-- begin --

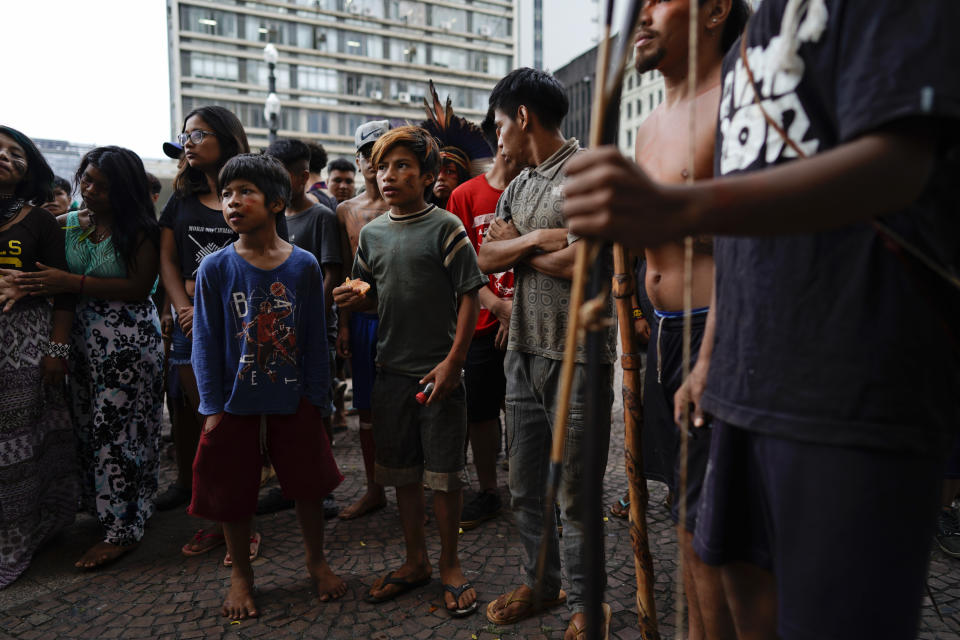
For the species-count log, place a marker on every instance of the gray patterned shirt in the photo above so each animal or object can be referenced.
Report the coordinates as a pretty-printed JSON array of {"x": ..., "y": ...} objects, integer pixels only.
[{"x": 534, "y": 200}]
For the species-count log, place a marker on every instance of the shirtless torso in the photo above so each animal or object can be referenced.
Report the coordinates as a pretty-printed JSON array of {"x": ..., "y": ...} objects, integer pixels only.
[{"x": 662, "y": 150}]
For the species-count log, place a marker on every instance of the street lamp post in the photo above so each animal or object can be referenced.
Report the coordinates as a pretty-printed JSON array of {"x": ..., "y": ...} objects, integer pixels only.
[{"x": 271, "y": 109}]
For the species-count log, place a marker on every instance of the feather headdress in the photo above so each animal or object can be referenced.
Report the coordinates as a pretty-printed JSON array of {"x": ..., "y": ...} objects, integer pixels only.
[{"x": 461, "y": 141}]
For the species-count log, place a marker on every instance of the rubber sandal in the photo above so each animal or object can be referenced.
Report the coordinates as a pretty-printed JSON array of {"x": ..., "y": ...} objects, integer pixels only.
[
  {"x": 255, "y": 540},
  {"x": 459, "y": 612},
  {"x": 624, "y": 508},
  {"x": 582, "y": 631},
  {"x": 207, "y": 542},
  {"x": 404, "y": 584},
  {"x": 523, "y": 614},
  {"x": 273, "y": 501}
]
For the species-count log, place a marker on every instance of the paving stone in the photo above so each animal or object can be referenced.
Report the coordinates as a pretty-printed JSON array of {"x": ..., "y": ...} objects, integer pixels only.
[{"x": 155, "y": 592}]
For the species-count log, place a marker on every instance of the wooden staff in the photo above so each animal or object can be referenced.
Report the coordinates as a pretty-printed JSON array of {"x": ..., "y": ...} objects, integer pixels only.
[
  {"x": 694, "y": 27},
  {"x": 582, "y": 258},
  {"x": 603, "y": 131},
  {"x": 624, "y": 286}
]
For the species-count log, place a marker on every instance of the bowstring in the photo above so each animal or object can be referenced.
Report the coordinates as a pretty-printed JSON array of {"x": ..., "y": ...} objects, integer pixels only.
[{"x": 692, "y": 48}]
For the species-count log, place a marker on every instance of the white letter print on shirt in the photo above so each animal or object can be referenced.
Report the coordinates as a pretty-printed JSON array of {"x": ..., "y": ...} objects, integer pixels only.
[
  {"x": 240, "y": 304},
  {"x": 778, "y": 70}
]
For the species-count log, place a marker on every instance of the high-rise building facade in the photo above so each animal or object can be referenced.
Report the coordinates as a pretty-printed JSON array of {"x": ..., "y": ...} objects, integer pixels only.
[{"x": 341, "y": 62}]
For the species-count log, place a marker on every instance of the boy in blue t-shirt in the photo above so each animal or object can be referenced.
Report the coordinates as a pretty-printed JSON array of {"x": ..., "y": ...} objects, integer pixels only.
[
  {"x": 260, "y": 357},
  {"x": 423, "y": 279}
]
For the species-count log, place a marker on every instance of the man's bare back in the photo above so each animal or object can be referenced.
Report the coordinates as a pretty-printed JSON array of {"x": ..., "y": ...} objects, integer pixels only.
[{"x": 662, "y": 151}]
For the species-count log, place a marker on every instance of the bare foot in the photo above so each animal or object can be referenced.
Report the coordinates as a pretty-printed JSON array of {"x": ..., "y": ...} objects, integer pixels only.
[
  {"x": 454, "y": 577},
  {"x": 577, "y": 629},
  {"x": 368, "y": 503},
  {"x": 239, "y": 604},
  {"x": 101, "y": 554},
  {"x": 519, "y": 604},
  {"x": 329, "y": 585}
]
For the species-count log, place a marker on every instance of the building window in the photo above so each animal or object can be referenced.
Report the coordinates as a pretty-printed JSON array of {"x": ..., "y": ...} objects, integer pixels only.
[
  {"x": 413, "y": 13},
  {"x": 205, "y": 65},
  {"x": 215, "y": 23},
  {"x": 448, "y": 57},
  {"x": 318, "y": 122}
]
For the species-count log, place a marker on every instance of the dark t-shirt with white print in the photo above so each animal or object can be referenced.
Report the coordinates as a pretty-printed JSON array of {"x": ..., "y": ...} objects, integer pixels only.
[{"x": 824, "y": 337}]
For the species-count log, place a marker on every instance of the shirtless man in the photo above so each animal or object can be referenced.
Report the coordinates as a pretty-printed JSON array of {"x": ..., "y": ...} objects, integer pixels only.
[
  {"x": 357, "y": 337},
  {"x": 661, "y": 42}
]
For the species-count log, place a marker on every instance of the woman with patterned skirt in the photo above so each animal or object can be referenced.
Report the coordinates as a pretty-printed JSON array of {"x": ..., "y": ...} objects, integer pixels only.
[
  {"x": 112, "y": 249},
  {"x": 38, "y": 470}
]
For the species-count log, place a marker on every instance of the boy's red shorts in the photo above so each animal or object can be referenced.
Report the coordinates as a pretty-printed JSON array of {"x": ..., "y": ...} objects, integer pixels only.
[{"x": 226, "y": 471}]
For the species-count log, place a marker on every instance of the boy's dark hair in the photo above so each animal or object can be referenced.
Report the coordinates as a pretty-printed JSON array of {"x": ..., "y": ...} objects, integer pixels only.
[
  {"x": 154, "y": 183},
  {"x": 341, "y": 164},
  {"x": 289, "y": 152},
  {"x": 418, "y": 140},
  {"x": 266, "y": 172},
  {"x": 736, "y": 22},
  {"x": 37, "y": 184},
  {"x": 489, "y": 130},
  {"x": 229, "y": 133},
  {"x": 318, "y": 156},
  {"x": 537, "y": 90},
  {"x": 63, "y": 184},
  {"x": 135, "y": 218}
]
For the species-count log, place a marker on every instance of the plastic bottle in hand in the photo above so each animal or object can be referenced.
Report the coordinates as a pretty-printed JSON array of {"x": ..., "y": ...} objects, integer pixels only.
[{"x": 422, "y": 396}]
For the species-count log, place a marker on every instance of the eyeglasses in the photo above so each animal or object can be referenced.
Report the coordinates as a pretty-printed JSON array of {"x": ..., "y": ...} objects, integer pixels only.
[{"x": 196, "y": 136}]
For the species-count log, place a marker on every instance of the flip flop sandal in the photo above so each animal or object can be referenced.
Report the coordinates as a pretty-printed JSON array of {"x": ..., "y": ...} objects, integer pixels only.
[
  {"x": 205, "y": 543},
  {"x": 530, "y": 610},
  {"x": 581, "y": 632},
  {"x": 404, "y": 584},
  {"x": 255, "y": 540},
  {"x": 459, "y": 612},
  {"x": 624, "y": 508}
]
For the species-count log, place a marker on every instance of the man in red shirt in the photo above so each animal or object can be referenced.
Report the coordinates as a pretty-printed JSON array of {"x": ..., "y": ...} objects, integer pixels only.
[{"x": 475, "y": 203}]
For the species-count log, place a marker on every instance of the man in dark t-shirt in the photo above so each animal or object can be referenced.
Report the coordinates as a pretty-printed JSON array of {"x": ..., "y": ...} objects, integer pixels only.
[
  {"x": 312, "y": 227},
  {"x": 827, "y": 365}
]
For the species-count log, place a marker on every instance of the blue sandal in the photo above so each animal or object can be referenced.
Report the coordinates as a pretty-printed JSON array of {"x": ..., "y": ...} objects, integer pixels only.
[{"x": 457, "y": 592}]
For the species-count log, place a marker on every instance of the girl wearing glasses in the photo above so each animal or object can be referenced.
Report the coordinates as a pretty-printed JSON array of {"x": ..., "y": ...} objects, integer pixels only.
[{"x": 38, "y": 470}]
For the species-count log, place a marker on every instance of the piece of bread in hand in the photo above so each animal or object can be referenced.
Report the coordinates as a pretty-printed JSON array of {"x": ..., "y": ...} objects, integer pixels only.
[{"x": 360, "y": 287}]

-- end --

Render the text of every item above as a numbered list, one line per entry, omitting blank lines and leaving out the pictures.

1. For the species-count log, place a marker on every instance of the gray patterned shirt in the photo above so each animal or object can be referenced.
2. Report the coordinates as a pretty-printed JSON array of {"x": ..., "y": ...} objects, integer pixels only.
3. [{"x": 534, "y": 200}]
4. For the species-count log, place a marker on every instance of the shirtless torso in the photo above so each animal or object can be referenced.
5. Report the coordinates as a pretty-printed JSON array of {"x": ..., "y": ...} objects, integer pixels only.
6. [{"x": 662, "y": 150}]
7. For the species-count log, place a marker on every instance of the street lamp post in the photo above so each animal or object can be referenced.
8. Report the coordinates as a pretty-printed JSON array of {"x": ..., "y": ...} objects, integer pixels only.
9. [{"x": 271, "y": 109}]
10. For the species-count log, place a marker on every instance of the feather headdress in the photo above so each animal or object can be referenced.
11. Report the coordinates as a pretty-printed JSON array of {"x": ..., "y": ...} objects, integer pixels only.
12. [{"x": 461, "y": 141}]
13. For the species-count log, place a marker on every instance of the rubber sandal in the photo above so each animal or object can be referenced.
14. Report the coordinates as a pretty-printed JSON array of {"x": ..., "y": ...} objects, integer pixels only.
15. [
16.   {"x": 255, "y": 540},
17.   {"x": 459, "y": 612},
18.   {"x": 624, "y": 508},
19.   {"x": 582, "y": 631},
20.   {"x": 207, "y": 542},
21.   {"x": 404, "y": 584},
22.   {"x": 523, "y": 614},
23.   {"x": 273, "y": 501}
24. ]
25. For the species-count log, place a marker on every instance of the paving stone in the photo above so each animal or object can be referenced.
26. Report the coordinates as a pretty-printed JSON array of {"x": ..., "y": ...} objects, integer pixels only.
27. [{"x": 155, "y": 592}]
28. For the species-count log, place a marker on every instance of the wooden staff in the photo above so each animal or object can be referenced.
29. Report the coordinates as a pretty-printed JSON array of {"x": ..., "y": ...} objects, integer pixels only.
30. [
31.   {"x": 694, "y": 27},
32.   {"x": 582, "y": 258},
33.   {"x": 603, "y": 131},
34.   {"x": 624, "y": 286}
35. ]
36. For the species-count log, place a marker on every instance of the bowstring in the photo above so each animal or object can be referenced.
37. Report the coordinates as a pretty-printed JSON array of {"x": ..., "y": ...} objects, integer pixels only.
38. [{"x": 692, "y": 48}]
39. For the species-count log, place a marker on every instance of the white letter print on shirt in the photo above so each animal or object can be referenced.
40. Report the coordinates as a pretty-printed JSON array of {"x": ..., "y": ...} objects, integer pixels only.
41. [
42.   {"x": 240, "y": 304},
43.   {"x": 778, "y": 70}
44. ]
45. For the species-count log, place a marker on every instance of the high-rise building facade in the photo above so each animal or object can be referenced.
46. Report the coordinates as a pretty-printed JSON array of {"x": ..., "y": ...} objects, integer pixels only.
47. [{"x": 341, "y": 62}]
48. For the species-count log, place a marker on every instance of the boy in blue t-shirt in the photo above so each animal or object can be referenced.
49. Report the coordinates as a pretty-printed JSON array of {"x": ..., "y": ...} objects, integer pixels only.
50. [
51.   {"x": 260, "y": 357},
52.   {"x": 423, "y": 279}
53. ]
54. For the species-count log, place a marker on every instance of the man's bare back in the photo above so each animal or object can be referenced.
55. Report the coordinates as a pretty-printed JSON array of {"x": ..., "y": ...} objects, integer pixels only.
56. [{"x": 662, "y": 151}]
57. For the species-count log, place a marker on every instance of the bare foot in the photo above so each animal or object can be referenced.
58. Report the coordinates as a pretty-printed JSON array of {"x": ..., "y": ...} objects, integer pixels only.
59. [
60.   {"x": 454, "y": 577},
61.   {"x": 577, "y": 629},
62.   {"x": 368, "y": 503},
63.   {"x": 239, "y": 604},
64.   {"x": 101, "y": 554},
65.   {"x": 519, "y": 604},
66.   {"x": 329, "y": 585}
67. ]
68. For the species-count log, place a marker on every instance of the building window in the photo above so each animal or object can be referenced.
69. Report the coordinates as a pretty-printed JSON array of {"x": ..., "y": ...} objects, integer pixels only.
70. [
71.   {"x": 413, "y": 13},
72.   {"x": 205, "y": 65},
73.   {"x": 215, "y": 23},
74.   {"x": 448, "y": 57},
75.   {"x": 318, "y": 122}
76. ]
77. For the species-count log, place a marker on every instance of the dark t-shirt with white print in the photo above so each animal or object can be referenced.
78. Report the coordinates as a pretty-printed JSON array of {"x": ..., "y": ...} objects, integer pixels only.
79. [{"x": 824, "y": 337}]
80. For the species-count log, place a marker on every instance of the shirtless man in the photo above so each animal or object can be referenced.
81. Report the coordinates as a pretty-printed JSON array of {"x": ..., "y": ...} objects, integer pixels only.
82. [
83.   {"x": 357, "y": 337},
84.   {"x": 661, "y": 42}
85. ]
86. For the species-count log, place a marker on every instance of the woman with patterned skirt in the photo above so each animal or object can be referenced.
87. Report the coordinates as a pretty-printed JSON array of {"x": ..., "y": ...} objects, integer pixels only.
88. [
89.   {"x": 112, "y": 249},
90.   {"x": 38, "y": 470}
91. ]
92. For the species-count log, place a marker on every instance of the boy's red shorts in the photo above so each animal or object can be referenced.
93. Report the coordinates as a pretty-printed JSON array of {"x": ..., "y": ...} objects, integer pixels only.
94. [{"x": 226, "y": 471}]
95. For the species-count log, place a marker on every instance of the boy's dark hair in the photo above so each animal or object can be referenced.
96. Report the coordinates as a pretty-printed JSON array of {"x": ..., "y": ...} objects, integer pixels only.
97. [
98.   {"x": 154, "y": 183},
99.   {"x": 341, "y": 164},
100.   {"x": 289, "y": 152},
101.   {"x": 418, "y": 140},
102.   {"x": 266, "y": 172},
103.   {"x": 736, "y": 22},
104.   {"x": 37, "y": 184},
105.   {"x": 489, "y": 130},
106.   {"x": 229, "y": 133},
107.   {"x": 318, "y": 156},
108.   {"x": 537, "y": 90},
109.   {"x": 63, "y": 184},
110.   {"x": 135, "y": 218}
111. ]
112. For the species-count log, place a marker on every instance of the plastic bottle in hand in the photo above so each animal or object can be referenced.
113. Report the coordinates as a pretty-printed JSON array of {"x": ..., "y": ...} objects, integer pixels only.
114. [{"x": 422, "y": 396}]
115. For the species-count log, place a marker on every instance of the eyeglasses in the photo above so each animal or object can be referenced.
116. Report the coordinates as a pretty-printed JSON array of {"x": ..., "y": ...} objects, integer pixels only.
117. [{"x": 196, "y": 136}]
118. For the species-count log, place a marker on every instance of the flip flop sandal in the photo above so each animal or object can be referenced.
119. Report the coordinates as a pretty-printed JSON array of {"x": ..., "y": ...} objects, integer pixels only.
120. [
121.   {"x": 205, "y": 543},
122.   {"x": 530, "y": 610},
123.   {"x": 581, "y": 632},
124.   {"x": 404, "y": 584},
125.   {"x": 255, "y": 540},
126.   {"x": 459, "y": 612},
127.   {"x": 624, "y": 508}
128. ]
129. For the species-count log, place a marker on every instance of the man in red shirt in the photo above so each animal or object can be referenced.
130. Report the coordinates as a pretty-printed JSON array of {"x": ..., "y": ...} objects, integer pixels only.
131. [{"x": 475, "y": 203}]
132. For the species-count log, place a marker on every instance of the man in dark t-shirt in the photo above so each animal or object can be referenced.
133. Report the coordinates as a pretty-printed JSON array of {"x": ..., "y": ...} objects, integer pixels only.
134. [
135.   {"x": 312, "y": 227},
136.   {"x": 827, "y": 365}
137. ]
138. For the species-count log, place a marker on every instance of the blue sandal in the photo above so each animal or object can be referenced.
139. Report the coordinates as a pretty-printed JSON array of {"x": ..., "y": ...} objects, integer pixels only.
140. [{"x": 457, "y": 592}]
141. For the species-count log, place a marker on every instance of the girl wearing glasses in the photo above so each animal or object can be referenced.
142. Report the coordinates as a pretty-printed JSON array of {"x": ..., "y": ...} objects, integer pixels only.
143. [{"x": 38, "y": 470}]
144. For the species-count log, place a marker on every instance of the piece of bread in hand in the photo above so each animal or object can be referenced.
145. Report the coordinates as a pretty-printed JSON array of {"x": ..., "y": ...} objects, integer pixels only.
146. [{"x": 360, "y": 287}]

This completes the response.